• _Short problem_
Copy out every line of the data exactly.

• _Recorded data_
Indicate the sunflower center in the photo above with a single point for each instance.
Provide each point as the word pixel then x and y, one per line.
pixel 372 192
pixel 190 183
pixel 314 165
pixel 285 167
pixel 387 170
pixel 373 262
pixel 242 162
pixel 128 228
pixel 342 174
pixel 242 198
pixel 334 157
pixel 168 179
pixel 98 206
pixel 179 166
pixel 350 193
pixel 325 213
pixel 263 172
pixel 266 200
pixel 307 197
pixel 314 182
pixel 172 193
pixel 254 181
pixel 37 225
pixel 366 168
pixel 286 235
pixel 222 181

• _Completed exercise_
Indicate the sunflower center in the photo above with a single point for each instance.
Provide each point as the word pixel then x and y, one per line.
pixel 372 192
pixel 190 183
pixel 314 165
pixel 285 167
pixel 387 170
pixel 373 262
pixel 242 162
pixel 128 228
pixel 342 174
pixel 242 198
pixel 334 157
pixel 168 179
pixel 98 206
pixel 179 166
pixel 350 193
pixel 325 213
pixel 263 172
pixel 266 200
pixel 307 197
pixel 314 182
pixel 172 193
pixel 254 181
pixel 37 225
pixel 366 168
pixel 286 235
pixel 222 181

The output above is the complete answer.